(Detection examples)
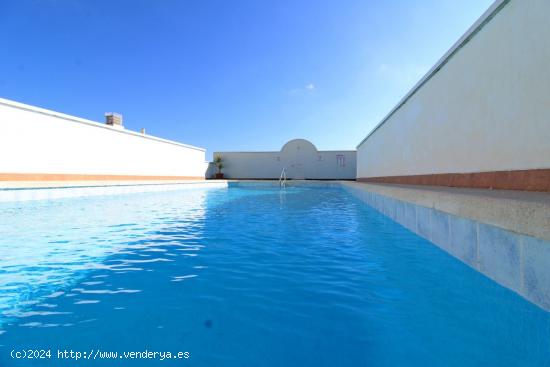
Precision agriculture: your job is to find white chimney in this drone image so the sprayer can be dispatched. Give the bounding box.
[105,112,124,129]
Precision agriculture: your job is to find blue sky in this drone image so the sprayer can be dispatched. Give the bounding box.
[0,0,492,155]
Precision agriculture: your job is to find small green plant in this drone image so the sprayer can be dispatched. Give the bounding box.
[214,154,224,175]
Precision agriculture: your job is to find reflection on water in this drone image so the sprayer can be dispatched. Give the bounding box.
[0,190,207,327]
[0,187,550,367]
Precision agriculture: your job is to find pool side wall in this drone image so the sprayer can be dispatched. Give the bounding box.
[357,0,550,191]
[342,183,550,311]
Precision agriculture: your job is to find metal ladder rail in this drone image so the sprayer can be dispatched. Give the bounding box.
[279,167,286,187]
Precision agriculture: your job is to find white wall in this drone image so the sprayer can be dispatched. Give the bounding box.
[214,139,356,179]
[357,0,550,178]
[0,99,207,178]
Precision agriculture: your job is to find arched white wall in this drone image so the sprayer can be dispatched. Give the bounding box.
[214,139,356,180]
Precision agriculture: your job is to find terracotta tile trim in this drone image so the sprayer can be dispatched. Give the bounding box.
[357,169,550,191]
[0,173,204,181]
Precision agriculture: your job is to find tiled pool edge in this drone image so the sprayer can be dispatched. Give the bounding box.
[0,181,228,202]
[342,183,550,311]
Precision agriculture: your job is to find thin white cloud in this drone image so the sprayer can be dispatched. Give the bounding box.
[288,83,316,95]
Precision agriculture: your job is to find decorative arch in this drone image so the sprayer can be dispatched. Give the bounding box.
[281,139,318,153]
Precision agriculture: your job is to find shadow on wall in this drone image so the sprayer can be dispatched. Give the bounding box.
[207,139,356,180]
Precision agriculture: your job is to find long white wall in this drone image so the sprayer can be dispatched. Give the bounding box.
[357,0,550,178]
[0,99,207,178]
[214,139,356,180]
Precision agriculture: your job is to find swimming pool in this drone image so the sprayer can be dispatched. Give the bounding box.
[0,186,550,367]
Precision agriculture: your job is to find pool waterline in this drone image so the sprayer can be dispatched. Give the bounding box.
[0,186,550,366]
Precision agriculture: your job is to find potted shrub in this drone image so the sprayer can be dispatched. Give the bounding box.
[214,154,223,178]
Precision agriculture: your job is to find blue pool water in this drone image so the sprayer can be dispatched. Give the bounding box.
[0,187,550,367]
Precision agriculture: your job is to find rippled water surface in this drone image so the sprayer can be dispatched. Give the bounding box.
[0,188,550,367]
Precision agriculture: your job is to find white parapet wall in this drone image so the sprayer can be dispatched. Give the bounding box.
[357,0,550,191]
[216,139,356,180]
[0,99,208,180]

■ **Task goal**: Copy word for word the part of the records that runs from the start through the line containing "[0,0,492,155]", including that line. Leave the pictures out of your answer.

■ **Reply**:
Precision agriculture: your job is to find white chimney in this drone image so the sprayer can be dispatched. Give the bounding box.
[105,112,124,129]
Precision agriculture: your job is to find blue sky in this drone image so the sprayer can be dispatched. Give the bounding box.
[0,0,492,155]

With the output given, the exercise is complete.